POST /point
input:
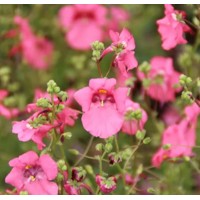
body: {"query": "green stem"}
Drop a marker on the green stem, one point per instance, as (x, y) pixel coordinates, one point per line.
(85, 152)
(116, 144)
(131, 155)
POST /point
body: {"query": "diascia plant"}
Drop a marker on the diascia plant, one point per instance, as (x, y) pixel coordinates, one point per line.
(141, 117)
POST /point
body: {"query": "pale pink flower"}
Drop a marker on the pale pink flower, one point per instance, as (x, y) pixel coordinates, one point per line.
(170, 116)
(6, 112)
(37, 51)
(123, 44)
(66, 117)
(163, 79)
(131, 126)
(26, 131)
(171, 28)
(33, 174)
(102, 106)
(118, 17)
(84, 24)
(181, 137)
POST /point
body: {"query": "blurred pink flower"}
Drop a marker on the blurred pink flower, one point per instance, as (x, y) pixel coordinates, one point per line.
(123, 44)
(37, 51)
(6, 112)
(181, 137)
(119, 17)
(84, 24)
(33, 174)
(172, 28)
(170, 116)
(26, 131)
(106, 185)
(103, 106)
(163, 78)
(130, 125)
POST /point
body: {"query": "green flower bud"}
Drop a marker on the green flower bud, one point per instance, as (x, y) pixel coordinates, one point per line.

Problem details:
Note each line of the entries that has "query" in it, and copy those lines.

Reply to the task:
body: {"query": "green stem"}
body: {"query": "diascia plant"}
body: {"query": "pale pink flower"}
body: {"query": "blurred pink flower"}
body: {"query": "green flower bud"}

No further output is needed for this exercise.